● **Records shown**

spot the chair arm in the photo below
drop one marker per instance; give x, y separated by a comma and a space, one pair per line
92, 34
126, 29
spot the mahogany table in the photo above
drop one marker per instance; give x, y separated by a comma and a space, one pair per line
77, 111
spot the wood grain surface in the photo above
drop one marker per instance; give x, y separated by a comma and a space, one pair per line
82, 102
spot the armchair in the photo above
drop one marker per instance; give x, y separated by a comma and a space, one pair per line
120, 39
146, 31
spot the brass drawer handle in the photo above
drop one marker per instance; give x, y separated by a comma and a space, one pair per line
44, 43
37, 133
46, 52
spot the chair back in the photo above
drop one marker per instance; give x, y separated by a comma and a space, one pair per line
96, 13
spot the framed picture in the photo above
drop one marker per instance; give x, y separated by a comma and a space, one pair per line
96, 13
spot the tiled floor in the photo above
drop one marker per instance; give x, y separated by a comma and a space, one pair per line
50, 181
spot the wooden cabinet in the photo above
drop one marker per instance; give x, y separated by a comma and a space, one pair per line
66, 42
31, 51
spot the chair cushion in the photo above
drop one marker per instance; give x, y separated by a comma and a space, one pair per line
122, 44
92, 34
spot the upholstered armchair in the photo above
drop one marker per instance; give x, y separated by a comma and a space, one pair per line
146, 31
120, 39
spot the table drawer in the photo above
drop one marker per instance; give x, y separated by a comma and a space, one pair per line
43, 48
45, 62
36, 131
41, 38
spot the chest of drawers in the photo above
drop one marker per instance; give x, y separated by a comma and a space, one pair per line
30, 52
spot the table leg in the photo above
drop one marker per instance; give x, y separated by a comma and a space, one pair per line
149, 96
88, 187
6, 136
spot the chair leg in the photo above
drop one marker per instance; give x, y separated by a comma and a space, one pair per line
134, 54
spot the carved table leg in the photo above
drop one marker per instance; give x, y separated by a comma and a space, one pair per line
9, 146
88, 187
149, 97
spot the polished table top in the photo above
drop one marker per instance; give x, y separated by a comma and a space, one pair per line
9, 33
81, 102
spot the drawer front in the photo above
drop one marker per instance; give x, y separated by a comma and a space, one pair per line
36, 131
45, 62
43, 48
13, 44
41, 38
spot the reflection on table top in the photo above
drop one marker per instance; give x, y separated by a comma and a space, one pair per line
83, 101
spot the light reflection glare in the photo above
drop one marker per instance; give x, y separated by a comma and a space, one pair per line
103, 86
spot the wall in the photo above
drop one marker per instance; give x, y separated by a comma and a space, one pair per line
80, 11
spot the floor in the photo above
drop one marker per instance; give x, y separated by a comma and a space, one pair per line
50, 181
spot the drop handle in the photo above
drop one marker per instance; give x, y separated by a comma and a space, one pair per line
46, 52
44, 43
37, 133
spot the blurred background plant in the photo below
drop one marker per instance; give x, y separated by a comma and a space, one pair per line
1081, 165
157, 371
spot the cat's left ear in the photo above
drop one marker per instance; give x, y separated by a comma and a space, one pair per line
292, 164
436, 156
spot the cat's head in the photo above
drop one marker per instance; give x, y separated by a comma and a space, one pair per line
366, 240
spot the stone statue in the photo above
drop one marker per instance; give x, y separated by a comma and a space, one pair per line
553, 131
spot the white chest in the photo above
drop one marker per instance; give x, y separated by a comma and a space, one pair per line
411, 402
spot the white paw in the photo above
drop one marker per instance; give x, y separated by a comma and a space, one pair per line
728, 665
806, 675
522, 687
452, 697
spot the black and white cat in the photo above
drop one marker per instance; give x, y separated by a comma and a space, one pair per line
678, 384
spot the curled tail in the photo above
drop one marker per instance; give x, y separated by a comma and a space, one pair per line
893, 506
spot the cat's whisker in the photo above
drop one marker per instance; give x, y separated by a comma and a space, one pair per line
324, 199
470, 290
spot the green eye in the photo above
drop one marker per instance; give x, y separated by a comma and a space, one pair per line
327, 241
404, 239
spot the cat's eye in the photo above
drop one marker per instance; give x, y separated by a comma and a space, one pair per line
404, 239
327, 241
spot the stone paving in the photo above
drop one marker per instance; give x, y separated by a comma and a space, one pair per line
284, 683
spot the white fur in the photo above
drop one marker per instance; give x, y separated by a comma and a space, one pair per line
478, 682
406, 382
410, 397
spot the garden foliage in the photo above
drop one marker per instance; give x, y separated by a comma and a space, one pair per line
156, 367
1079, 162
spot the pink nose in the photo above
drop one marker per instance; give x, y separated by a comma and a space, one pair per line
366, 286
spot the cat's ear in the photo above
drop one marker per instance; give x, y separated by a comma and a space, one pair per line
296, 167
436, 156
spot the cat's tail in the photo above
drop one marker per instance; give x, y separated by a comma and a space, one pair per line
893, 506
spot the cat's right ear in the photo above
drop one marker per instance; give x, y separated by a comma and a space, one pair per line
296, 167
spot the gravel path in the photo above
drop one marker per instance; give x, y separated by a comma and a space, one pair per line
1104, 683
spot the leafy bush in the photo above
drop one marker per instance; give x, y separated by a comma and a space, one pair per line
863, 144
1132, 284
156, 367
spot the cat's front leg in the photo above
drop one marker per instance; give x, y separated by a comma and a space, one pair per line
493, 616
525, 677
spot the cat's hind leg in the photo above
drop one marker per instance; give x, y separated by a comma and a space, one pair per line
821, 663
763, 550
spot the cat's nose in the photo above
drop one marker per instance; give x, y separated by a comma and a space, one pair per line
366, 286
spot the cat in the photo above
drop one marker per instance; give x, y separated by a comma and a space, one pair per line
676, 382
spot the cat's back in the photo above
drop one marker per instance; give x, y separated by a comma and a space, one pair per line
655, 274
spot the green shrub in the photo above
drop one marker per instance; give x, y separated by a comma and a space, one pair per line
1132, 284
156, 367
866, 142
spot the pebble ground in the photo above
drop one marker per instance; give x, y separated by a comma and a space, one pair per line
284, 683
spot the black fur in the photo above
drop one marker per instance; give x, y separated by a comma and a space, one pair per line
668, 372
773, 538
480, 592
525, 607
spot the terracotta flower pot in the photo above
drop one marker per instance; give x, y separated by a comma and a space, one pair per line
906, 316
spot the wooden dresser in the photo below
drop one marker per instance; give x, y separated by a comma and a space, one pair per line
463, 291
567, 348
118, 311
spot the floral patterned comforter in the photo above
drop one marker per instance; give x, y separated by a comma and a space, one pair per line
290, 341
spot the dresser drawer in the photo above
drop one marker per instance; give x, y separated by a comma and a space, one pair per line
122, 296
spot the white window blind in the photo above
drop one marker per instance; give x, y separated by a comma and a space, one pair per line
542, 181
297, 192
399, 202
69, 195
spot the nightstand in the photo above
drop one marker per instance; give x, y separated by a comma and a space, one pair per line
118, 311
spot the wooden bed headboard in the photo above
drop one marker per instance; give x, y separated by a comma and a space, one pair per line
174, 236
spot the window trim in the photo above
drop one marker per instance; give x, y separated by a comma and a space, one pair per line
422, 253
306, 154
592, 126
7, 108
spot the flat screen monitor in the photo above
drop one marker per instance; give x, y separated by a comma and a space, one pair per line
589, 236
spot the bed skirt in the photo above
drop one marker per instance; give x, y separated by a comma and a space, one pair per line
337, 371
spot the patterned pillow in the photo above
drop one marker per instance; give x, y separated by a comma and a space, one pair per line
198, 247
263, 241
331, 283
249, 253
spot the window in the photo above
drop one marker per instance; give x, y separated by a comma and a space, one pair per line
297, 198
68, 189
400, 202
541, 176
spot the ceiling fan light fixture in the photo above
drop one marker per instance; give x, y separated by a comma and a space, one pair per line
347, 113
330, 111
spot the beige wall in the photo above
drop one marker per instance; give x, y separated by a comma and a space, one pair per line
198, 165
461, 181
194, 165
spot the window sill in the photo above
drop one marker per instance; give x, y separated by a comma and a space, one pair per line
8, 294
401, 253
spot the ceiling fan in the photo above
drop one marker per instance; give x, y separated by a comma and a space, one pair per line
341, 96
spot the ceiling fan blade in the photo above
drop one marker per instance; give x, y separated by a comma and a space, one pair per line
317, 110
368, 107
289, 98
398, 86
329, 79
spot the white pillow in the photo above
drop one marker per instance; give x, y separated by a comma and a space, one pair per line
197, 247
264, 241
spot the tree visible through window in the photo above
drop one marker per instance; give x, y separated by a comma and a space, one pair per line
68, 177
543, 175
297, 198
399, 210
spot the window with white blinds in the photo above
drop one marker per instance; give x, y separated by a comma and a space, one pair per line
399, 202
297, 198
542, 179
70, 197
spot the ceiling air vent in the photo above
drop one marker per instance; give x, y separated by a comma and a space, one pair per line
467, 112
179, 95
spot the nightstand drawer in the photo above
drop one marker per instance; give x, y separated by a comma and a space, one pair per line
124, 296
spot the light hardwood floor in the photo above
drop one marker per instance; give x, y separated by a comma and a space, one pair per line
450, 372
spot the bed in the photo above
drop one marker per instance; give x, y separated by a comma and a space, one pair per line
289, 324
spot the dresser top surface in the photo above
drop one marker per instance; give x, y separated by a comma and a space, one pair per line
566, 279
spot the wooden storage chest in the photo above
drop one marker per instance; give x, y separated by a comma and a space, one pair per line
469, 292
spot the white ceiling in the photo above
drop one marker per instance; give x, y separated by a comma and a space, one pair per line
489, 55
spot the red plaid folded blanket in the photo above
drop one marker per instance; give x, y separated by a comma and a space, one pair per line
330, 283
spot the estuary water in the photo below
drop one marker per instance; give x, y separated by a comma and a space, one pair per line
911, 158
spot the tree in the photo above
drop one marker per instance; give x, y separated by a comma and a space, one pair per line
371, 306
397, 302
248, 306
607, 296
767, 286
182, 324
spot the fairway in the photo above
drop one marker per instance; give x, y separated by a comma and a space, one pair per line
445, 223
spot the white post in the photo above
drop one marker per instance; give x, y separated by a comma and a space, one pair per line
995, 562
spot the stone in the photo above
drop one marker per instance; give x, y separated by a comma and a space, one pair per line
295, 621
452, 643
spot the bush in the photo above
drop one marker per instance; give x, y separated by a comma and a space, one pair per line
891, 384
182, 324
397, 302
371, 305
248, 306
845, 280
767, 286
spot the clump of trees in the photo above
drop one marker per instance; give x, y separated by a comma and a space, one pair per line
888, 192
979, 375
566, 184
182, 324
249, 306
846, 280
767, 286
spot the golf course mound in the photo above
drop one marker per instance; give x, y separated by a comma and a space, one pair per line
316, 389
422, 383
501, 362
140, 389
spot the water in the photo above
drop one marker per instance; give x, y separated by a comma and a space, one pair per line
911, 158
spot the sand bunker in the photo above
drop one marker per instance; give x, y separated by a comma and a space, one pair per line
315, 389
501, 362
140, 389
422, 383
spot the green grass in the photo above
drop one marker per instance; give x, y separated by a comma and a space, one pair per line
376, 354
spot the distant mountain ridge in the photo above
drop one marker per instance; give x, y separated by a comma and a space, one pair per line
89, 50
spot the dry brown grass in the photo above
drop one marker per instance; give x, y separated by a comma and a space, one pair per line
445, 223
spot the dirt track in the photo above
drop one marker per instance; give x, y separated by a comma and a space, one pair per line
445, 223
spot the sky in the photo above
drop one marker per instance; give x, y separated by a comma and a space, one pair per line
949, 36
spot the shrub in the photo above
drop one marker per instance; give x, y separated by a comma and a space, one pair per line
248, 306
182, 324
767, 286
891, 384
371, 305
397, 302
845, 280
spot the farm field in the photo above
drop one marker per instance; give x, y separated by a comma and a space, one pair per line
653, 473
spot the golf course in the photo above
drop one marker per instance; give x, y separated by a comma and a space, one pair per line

● **Stated problem**
Copy out exactly the lines from the line with "spot the sky in the photo above" to the end of the listing, including both of those lines, and give nothing else.

● **Reply to the exercise**
spot the sky in the photo above
drop one marker per instance; give x, y separated by a comma and a space, one pair per line
949, 36
spot the shrub in the photo above
drop one marker per instance; give x, y separated by a comma and a space, one pair per line
248, 306
182, 324
767, 286
891, 384
371, 305
397, 302
845, 280
spot the farm field in the photo above
drop one marker per instance; give x, y separated by a comma and a space, one pair per line
653, 473
spot the golf course in the photo above
drop one marker per instance; give x, y separated by a comma and a space, one pair per line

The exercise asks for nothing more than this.